Task description. List every line in the records that contains the word "white". Treat uppercase and lowercase letters as distinct.

==== Exercise materials ====

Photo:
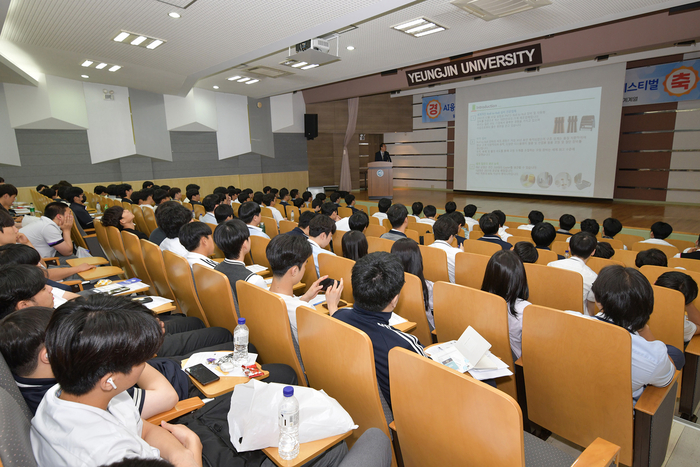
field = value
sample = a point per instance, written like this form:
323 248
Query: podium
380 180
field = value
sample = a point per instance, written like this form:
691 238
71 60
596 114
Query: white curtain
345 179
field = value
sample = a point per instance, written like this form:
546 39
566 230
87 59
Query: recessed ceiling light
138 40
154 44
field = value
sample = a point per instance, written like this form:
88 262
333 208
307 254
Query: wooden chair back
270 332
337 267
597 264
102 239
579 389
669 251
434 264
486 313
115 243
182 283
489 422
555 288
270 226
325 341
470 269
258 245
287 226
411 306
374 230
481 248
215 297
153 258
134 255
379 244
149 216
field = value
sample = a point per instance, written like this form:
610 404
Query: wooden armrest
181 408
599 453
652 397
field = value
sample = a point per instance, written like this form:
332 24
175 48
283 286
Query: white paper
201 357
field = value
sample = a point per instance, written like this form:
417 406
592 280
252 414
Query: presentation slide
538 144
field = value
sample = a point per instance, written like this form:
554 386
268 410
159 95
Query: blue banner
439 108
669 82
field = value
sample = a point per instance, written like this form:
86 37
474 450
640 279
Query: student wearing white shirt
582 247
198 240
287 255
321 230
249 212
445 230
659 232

====

Expected output.
Query: white curtain
Query: white paper
Query: student wearing white shirt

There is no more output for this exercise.